● What you should do: Lay out the records below as a two-column CSV headed text and answer, one row per record. Put each record's text and its full answer in a single quoted field apiece, turning any line breaks into spaces.

------------------------------------

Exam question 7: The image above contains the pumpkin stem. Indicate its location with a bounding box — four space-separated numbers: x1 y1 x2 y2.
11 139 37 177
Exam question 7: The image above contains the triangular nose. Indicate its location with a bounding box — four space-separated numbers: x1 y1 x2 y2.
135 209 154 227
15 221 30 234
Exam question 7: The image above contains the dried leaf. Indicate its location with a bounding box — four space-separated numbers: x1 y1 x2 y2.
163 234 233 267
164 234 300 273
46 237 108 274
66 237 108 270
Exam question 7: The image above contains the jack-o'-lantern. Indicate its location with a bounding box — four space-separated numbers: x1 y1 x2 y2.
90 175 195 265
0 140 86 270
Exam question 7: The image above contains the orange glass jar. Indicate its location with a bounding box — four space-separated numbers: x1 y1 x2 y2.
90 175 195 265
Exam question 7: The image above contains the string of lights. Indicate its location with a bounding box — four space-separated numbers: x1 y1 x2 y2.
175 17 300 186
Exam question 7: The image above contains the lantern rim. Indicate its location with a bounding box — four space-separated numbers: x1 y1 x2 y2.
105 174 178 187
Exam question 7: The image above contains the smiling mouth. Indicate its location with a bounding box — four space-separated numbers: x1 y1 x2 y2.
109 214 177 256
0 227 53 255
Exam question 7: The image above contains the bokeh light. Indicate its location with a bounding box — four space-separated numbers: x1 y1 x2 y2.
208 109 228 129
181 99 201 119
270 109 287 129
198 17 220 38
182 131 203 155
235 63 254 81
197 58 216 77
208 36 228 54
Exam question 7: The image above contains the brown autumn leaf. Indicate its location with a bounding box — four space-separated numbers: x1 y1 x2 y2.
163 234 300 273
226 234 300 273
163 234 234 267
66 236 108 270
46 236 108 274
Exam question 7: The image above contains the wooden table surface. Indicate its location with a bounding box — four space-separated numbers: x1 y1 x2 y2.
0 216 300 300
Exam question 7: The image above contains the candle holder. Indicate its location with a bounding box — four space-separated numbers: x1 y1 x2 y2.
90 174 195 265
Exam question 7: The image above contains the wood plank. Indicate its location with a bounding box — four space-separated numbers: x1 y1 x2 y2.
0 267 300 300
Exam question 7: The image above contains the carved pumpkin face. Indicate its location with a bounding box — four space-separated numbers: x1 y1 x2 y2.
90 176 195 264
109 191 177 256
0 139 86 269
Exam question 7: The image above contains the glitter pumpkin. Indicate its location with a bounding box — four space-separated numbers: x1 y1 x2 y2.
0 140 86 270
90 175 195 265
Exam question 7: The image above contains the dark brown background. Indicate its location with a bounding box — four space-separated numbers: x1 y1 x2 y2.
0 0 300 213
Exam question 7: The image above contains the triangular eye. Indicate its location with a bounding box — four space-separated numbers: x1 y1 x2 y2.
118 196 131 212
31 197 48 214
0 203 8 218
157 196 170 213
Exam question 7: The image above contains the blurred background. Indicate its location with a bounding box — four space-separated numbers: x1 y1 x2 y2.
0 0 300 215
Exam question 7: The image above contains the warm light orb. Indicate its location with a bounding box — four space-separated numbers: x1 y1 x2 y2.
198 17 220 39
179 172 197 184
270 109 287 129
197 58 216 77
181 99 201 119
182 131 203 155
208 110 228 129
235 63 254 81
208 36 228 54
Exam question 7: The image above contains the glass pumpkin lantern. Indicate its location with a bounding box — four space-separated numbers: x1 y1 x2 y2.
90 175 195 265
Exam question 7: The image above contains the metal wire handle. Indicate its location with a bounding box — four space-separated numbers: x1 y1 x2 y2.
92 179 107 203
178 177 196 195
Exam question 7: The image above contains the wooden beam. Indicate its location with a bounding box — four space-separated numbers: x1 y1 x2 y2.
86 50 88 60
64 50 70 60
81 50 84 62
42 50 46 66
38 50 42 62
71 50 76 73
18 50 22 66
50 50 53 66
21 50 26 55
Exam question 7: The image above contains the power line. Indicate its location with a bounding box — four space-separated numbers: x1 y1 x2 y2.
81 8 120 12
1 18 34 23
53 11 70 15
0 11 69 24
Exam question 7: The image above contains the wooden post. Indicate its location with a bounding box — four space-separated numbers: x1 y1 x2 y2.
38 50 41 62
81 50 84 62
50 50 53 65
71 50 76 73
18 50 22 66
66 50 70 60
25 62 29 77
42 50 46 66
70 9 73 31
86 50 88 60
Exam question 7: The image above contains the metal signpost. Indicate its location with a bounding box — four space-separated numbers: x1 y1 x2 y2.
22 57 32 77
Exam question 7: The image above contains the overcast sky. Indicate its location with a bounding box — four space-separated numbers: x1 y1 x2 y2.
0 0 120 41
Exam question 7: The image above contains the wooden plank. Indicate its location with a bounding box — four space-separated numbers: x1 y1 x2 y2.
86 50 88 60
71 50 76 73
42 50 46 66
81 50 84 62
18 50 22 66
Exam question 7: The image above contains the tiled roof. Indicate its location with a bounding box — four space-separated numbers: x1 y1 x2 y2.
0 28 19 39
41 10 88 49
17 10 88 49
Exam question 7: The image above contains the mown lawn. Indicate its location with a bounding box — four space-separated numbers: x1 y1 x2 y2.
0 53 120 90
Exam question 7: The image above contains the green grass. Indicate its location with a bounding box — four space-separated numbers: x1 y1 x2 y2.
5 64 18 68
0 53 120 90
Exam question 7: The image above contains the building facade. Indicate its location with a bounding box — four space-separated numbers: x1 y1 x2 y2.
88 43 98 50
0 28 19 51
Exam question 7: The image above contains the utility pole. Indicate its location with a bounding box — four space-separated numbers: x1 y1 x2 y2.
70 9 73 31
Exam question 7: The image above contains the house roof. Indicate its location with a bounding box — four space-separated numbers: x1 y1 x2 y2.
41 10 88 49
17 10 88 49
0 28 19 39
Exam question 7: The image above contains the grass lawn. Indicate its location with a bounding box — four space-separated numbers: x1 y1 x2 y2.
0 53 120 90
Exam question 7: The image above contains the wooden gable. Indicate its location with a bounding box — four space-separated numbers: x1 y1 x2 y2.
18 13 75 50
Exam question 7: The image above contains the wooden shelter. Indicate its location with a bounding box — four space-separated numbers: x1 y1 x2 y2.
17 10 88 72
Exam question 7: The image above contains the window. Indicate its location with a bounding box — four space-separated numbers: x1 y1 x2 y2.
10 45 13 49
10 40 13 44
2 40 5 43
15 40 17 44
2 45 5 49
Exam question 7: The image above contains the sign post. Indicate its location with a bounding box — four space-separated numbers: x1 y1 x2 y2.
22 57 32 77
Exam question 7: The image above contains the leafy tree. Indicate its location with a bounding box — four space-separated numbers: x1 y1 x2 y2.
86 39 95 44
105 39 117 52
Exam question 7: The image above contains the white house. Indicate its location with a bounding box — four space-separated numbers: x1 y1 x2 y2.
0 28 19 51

------------------------------------

● Answer in full:
text,answer
"Exam question 7: The image above contains the pumpkin stem. Indicate its location with a bounding box — four space-separated numbers: x1 y1 x2 y2.","11 139 37 177"
"Exam question 7: The image above contains the triangular nose. Indicate its location with a bounding box — four space-separated numbers: x1 y1 x2 y2.","135 209 154 227 15 221 30 234"
"Exam question 7: The image above contains the dried leaf. Indicate its location with a bounding box — four space-separated numbers: x1 y1 x2 y2.","163 234 233 267 164 234 300 273 46 237 108 274 66 237 108 270"
"Exam question 7: The image above contains the jack-o'-lantern. Indicate its location with a bounding box — four space-separated numbers: x1 y1 x2 y2.","90 175 195 265 0 140 86 270"
"Exam question 7: The image above contains the orange glass jar. Indicate its location with a bounding box — four space-separated numbers: x1 y1 x2 y2.","90 175 195 265"
"Exam question 7: The image above contains the string of lights. Indicate its location with a bounding box — four space-separated numbers: x1 y1 x2 y2.","175 17 300 186"
"Exam question 7: The image above contains the lantern rim. Indicate its location with a bounding box — four space-separated numbers: x1 y1 x2 y2.","105 174 178 187"
"Exam question 7: The image above contains the smiling mouth. Indicate its location with a bounding box — four space-separated numbers: x1 y1 x2 y2.","109 214 177 256 0 227 53 255"
"Exam question 7: The image above contains the bokeh light. Indicate its location with a bounding box — four space-separated numbers: x1 y1 x2 y2.","208 109 228 129 181 99 201 119 270 109 287 129 198 17 220 38 182 131 203 155 235 63 254 81 197 58 216 77 208 36 228 54"
"Exam question 7: The image above contains the brown autumn leaf. Indicate its location with a bounding box — four space-separated numbers: x1 y1 x2 y2.","163 234 300 273 226 234 300 273 163 234 234 267 66 236 108 270 46 236 108 274"
"Exam question 7: The image above contains the wooden table surface. Indicate its location with a bounding box — four space-separated numbers: x1 y1 x2 y2.","0 216 300 300"
"Exam question 7: The image above contains the candle holder. Indicate its location with a bounding box — four space-separated numbers: x1 y1 x2 y2.","90 174 195 265"
"Exam question 7: The image above contains the wood plank. Indicate its location with a bounding box — four space-separated numbers: x1 y1 x2 y2.","0 267 300 300"
"Exam question 7: The image above contains the carved pumpkin face. Indicate its location with a bounding box — four space-separated numbers: x1 y1 x2 y2.","90 176 195 264 109 191 177 256 0 139 86 269"
"Exam question 7: The image above contains the glitter pumpkin. Indicate its location with a bounding box — four space-separated numbers: x1 y1 x2 y2.","0 140 86 270 90 175 195 265"
"Exam question 7: The image above contains the dark brown background. Indicate its location with a bounding box — four space-separated numbers: x1 y1 x2 y2.","0 0 300 213"
"Exam question 7: The image above contains the triangular eye. Indicate its location with a bounding box — four space-separated numbers: x1 y1 x2 y2.","118 196 131 212 31 197 48 214 0 203 8 218 157 196 170 213"
"Exam question 7: The image above contains the blurred background. Indicate its location with a bounding box — four space-separated numbers: x1 y1 x2 y2.","0 0 300 215"
"Exam question 7: The image above contains the warm light orb. Indicate its location with a bounding box — four space-separated numbers: x1 y1 x2 y2.","198 17 220 39 179 172 197 184 270 109 287 129 197 58 216 77 181 99 201 119 182 131 203 155 208 110 228 129 235 63 254 81 208 36 228 54"
"Exam question 7: The image above contains the glass pumpkin lantern. Indicate its location with a bounding box — four space-separated numbers: x1 y1 x2 y2.","90 175 195 265"
"Exam question 7: The image above contains the metal wire handle. Indicate its location with a bounding box — four space-separated numbers: x1 y1 x2 y2.","92 179 107 203 178 177 196 195"
"Exam question 7: The image above contains the wooden beam. Indicate its location with a bounding box — four space-separated numbers: x1 y1 x2 y2.","86 50 88 60 64 50 70 60 81 50 84 62 42 50 46 66 38 50 42 62 71 50 76 73 18 50 22 66 50 50 53 66 21 50 26 55"
"Exam question 7: The image above contains the power line. Indicate its location with a bounding box — four space-separated numbers: x1 y1 x2 y2.","81 8 120 12 1 18 34 23 53 11 70 15 0 11 69 24"
"Exam question 7: The image above contains the wooden post. Indicate its location with a bounding box — four space-separated numbers: x1 y1 x2 y2.","38 50 41 62 81 50 84 62 50 50 53 65 71 50 76 73 18 50 22 66 66 50 70 60 25 62 29 77 42 50 46 66 70 9 73 31 86 50 88 60"
"Exam question 7: The image above contains the metal signpost. Indicate its location with a bounding box — four space-separated numbers: x1 y1 x2 y2.","22 57 32 77"
"Exam question 7: The image above contains the overcast sky. Indicate its location with a bounding box — four space-separated numbers: x1 y1 x2 y2.","0 0 120 41"
"Exam question 7: The image above contains the wooden plank. Indicate its location with a bounding box — four space-separated numbers: x1 y1 x2 y2.","86 50 88 60 71 50 76 73 42 50 46 66 81 50 84 62 18 50 22 66"
"Exam question 7: The image above contains the tiled roof. Indicate its location with a bounding box — four space-separated numbers: x1 y1 x2 y2.","0 28 19 39 41 10 88 49 17 10 88 49"
"Exam question 7: The image above contains the mown lawn. Indicate its location with a bounding box — four space-separated numbers: x1 y1 x2 y2.","0 53 120 90"
"Exam question 7: The image above contains the green grass. Indicate its location with a bounding box — four space-separated numbers: x1 y1 x2 y2.","5 64 18 68 0 53 120 90"
"Exam question 7: The image above contains the building facade. Indicate its location with a bounding box — four space-separated numbers: x1 y1 x2 y2.","88 43 98 50 0 28 19 51"
"Exam question 7: The image above contains the utility pole. Indicate its location with a bounding box — four space-separated numbers: x1 y1 x2 y2.","70 9 73 31"
"Exam question 7: The image above contains the house roof. Indicate its location with a bounding box — four space-separated numbers: x1 y1 x2 y2.","41 10 88 49 17 10 88 49 0 28 19 39"
"Exam question 7: The image above contains the grass lawn. Indicate its location with a bounding box — four space-separated numbers: x1 y1 x2 y2.","0 53 120 90"
"Exam question 7: The image above contains the wooden gable. Indicate its location with a bounding box — four space-separated numbers: x1 y1 x2 y2.","18 13 75 50"
"Exam question 7: The image above contains the wooden shelter. Indicate its location with a bounding box — four space-separated numbers: x1 y1 x2 y2.","17 10 88 72"
"Exam question 7: The image above contains the window. Indicate its location with a bounding box — four space-separated numbers: x1 y1 x2 y2.","10 45 13 49 10 40 13 44 2 40 5 43 15 40 17 44 2 45 5 49"
"Exam question 7: The image above contains the sign post. Indicate its location with a bounding box — four space-separated numbers: x1 y1 x2 y2.","22 57 32 77"
"Exam question 7: The image above contains the leafy tree. Indicate its location with a bounding box — four space-separated numbers: x1 y1 x2 y2.","86 39 95 44 105 39 117 52"
"Exam question 7: The image above contains the white house. Indicate its location with a bounding box — four space-separated numbers: x1 y1 x2 y2.","0 28 19 51"